* _What the task asks_: Could you rewrite the lines of the data below, from the line containing "building and record integer pixel coordinates." through the end of the data (both included), and nothing else, keeping every line as is except the point coordinates in the answers, each of which should be multiplied by 2.5 and rounded to a whole number, with halves rounding up?

* _Given data_:
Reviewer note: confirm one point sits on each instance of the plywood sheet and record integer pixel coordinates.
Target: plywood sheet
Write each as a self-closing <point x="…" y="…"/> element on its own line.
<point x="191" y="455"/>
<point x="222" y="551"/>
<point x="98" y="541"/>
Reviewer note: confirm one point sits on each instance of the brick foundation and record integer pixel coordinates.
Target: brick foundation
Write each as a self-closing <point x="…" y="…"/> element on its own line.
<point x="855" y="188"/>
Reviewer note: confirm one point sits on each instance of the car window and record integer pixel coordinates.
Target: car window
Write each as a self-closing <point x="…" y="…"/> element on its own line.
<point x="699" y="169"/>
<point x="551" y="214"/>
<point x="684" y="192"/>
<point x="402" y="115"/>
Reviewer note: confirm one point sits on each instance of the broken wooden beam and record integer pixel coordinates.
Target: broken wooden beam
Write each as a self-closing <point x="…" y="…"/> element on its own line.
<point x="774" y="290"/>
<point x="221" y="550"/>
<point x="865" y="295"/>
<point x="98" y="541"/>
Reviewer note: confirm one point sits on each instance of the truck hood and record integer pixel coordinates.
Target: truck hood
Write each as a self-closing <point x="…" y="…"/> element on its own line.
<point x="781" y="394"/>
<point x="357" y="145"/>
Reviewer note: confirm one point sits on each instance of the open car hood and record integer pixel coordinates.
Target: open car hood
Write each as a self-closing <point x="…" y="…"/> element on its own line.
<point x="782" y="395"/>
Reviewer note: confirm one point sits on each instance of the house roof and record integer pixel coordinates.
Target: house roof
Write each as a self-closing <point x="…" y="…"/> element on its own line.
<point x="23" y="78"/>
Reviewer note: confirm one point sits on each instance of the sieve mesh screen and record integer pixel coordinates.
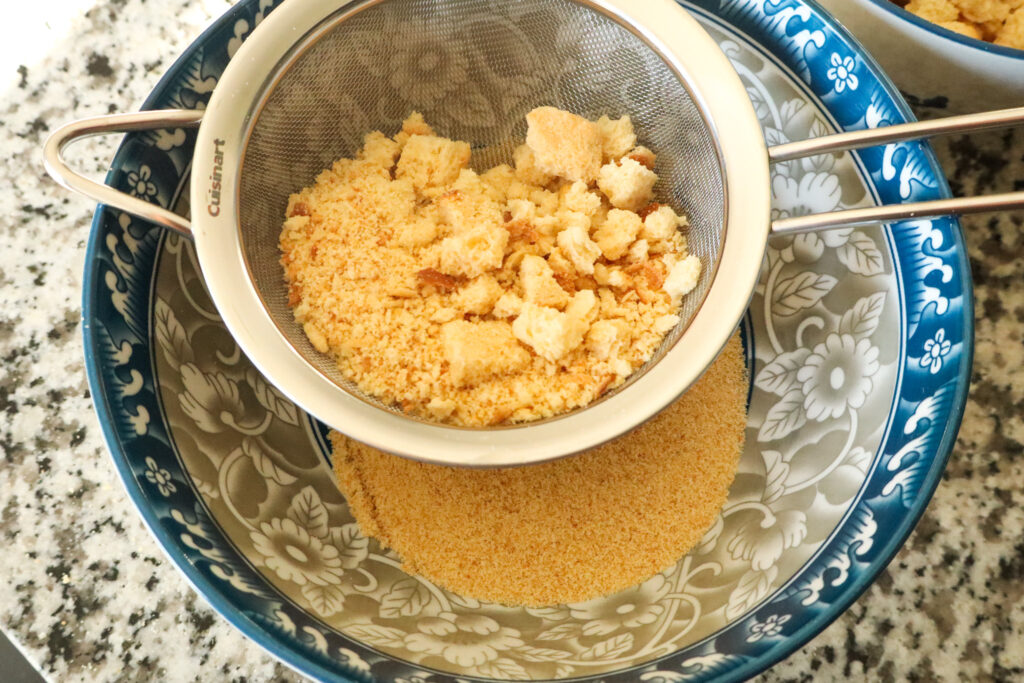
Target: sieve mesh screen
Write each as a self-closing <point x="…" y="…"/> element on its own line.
<point x="474" y="69"/>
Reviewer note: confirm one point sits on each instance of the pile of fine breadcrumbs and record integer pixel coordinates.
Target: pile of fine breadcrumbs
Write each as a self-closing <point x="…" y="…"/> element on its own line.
<point x="999" y="22"/>
<point x="566" y="530"/>
<point x="476" y="299"/>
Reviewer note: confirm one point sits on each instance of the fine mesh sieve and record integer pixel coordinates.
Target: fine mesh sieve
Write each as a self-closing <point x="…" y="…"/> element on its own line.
<point x="474" y="69"/>
<point x="316" y="75"/>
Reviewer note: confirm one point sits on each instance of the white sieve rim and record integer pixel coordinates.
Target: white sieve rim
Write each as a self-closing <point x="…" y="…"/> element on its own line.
<point x="719" y="94"/>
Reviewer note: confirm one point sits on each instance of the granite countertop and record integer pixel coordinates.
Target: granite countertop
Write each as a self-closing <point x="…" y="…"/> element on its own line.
<point x="88" y="593"/>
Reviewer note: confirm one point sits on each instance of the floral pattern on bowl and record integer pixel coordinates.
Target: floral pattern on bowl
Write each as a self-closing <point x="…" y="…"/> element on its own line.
<point x="858" y="343"/>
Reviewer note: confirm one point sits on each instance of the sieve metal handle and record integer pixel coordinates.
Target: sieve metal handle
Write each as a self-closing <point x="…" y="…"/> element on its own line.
<point x="902" y="132"/>
<point x="116" y="123"/>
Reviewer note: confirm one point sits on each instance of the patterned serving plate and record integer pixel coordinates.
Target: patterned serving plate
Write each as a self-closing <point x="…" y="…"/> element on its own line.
<point x="859" y="344"/>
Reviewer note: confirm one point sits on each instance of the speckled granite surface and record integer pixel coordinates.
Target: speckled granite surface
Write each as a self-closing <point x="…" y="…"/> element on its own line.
<point x="87" y="592"/>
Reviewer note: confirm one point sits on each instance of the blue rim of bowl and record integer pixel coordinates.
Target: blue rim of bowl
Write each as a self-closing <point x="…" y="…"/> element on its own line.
<point x="304" y="662"/>
<point x="203" y="586"/>
<point x="943" y="450"/>
<point x="967" y="41"/>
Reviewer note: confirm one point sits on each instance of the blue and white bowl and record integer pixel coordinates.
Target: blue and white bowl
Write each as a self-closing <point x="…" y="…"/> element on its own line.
<point x="935" y="67"/>
<point x="858" y="341"/>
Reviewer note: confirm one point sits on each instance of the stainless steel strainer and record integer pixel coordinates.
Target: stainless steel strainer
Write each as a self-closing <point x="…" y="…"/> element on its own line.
<point x="316" y="75"/>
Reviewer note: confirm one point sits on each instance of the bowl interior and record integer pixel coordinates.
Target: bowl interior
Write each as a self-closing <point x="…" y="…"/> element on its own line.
<point x="903" y="14"/>
<point x="858" y="345"/>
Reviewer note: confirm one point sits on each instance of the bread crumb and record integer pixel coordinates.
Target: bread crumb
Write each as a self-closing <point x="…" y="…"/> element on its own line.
<point x="617" y="232"/>
<point x="616" y="136"/>
<point x="1000" y="22"/>
<point x="552" y="334"/>
<point x="479" y="296"/>
<point x="566" y="530"/>
<point x="579" y="248"/>
<point x="564" y="144"/>
<point x="526" y="169"/>
<point x="388" y="256"/>
<point x="539" y="285"/>
<point x="1012" y="33"/>
<point x="683" y="276"/>
<point x="508" y="305"/>
<point x="430" y="161"/>
<point x="476" y="351"/>
<point x="628" y="183"/>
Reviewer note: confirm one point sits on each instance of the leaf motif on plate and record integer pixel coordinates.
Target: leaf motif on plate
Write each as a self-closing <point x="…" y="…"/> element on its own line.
<point x="504" y="668"/>
<point x="541" y="653"/>
<point x="608" y="649"/>
<point x="786" y="416"/>
<point x="711" y="537"/>
<point x="760" y="105"/>
<point x="862" y="319"/>
<point x="561" y="632"/>
<point x="307" y="511"/>
<point x="564" y="671"/>
<point x="800" y="292"/>
<point x="207" y="397"/>
<point x="352" y="546"/>
<point x="327" y="600"/>
<point x="777" y="471"/>
<point x="270" y="398"/>
<point x="779" y="376"/>
<point x="171" y="335"/>
<point x="861" y="255"/>
<point x="381" y="636"/>
<point x="751" y="588"/>
<point x="266" y="461"/>
<point x="407" y="598"/>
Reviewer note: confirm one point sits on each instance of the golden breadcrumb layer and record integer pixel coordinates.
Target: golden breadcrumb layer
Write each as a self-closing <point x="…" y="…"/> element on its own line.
<point x="999" y="22"/>
<point x="476" y="299"/>
<point x="566" y="530"/>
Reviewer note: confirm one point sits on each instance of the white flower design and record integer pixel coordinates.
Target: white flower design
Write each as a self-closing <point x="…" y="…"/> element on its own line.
<point x="841" y="73"/>
<point x="837" y="376"/>
<point x="814" y="193"/>
<point x="465" y="640"/>
<point x="295" y="555"/>
<point x="630" y="608"/>
<point x="211" y="399"/>
<point x="936" y="349"/>
<point x="768" y="628"/>
<point x="762" y="544"/>
<point x="159" y="476"/>
<point x="141" y="185"/>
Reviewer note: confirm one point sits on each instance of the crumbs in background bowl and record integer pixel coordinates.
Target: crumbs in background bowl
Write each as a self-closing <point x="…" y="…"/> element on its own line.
<point x="506" y="296"/>
<point x="999" y="22"/>
<point x="566" y="530"/>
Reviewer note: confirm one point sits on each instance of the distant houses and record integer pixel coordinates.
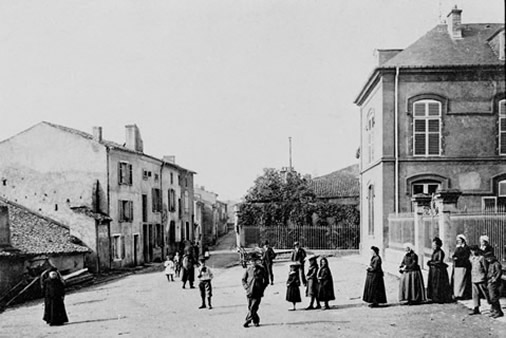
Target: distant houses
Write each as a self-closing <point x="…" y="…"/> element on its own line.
<point x="126" y="206"/>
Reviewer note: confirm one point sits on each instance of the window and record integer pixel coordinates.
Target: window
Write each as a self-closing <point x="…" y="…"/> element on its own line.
<point x="172" y="200"/>
<point x="501" y="191"/>
<point x="124" y="173"/>
<point x="118" y="247"/>
<point x="428" y="187"/>
<point x="126" y="211"/>
<point x="502" y="127"/>
<point x="370" y="135"/>
<point x="489" y="203"/>
<point x="427" y="128"/>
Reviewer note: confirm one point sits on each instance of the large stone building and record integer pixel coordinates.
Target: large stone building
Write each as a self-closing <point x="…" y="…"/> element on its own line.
<point x="125" y="205"/>
<point x="433" y="116"/>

* _Solution below_:
Reviewer note: confirm one point sits on each instance of the large stone building and record integer pixel coordinates.
Target: large stone building
Write each as a self-closing <point x="…" y="…"/> element on its own line.
<point x="313" y="513"/>
<point x="1083" y="290"/>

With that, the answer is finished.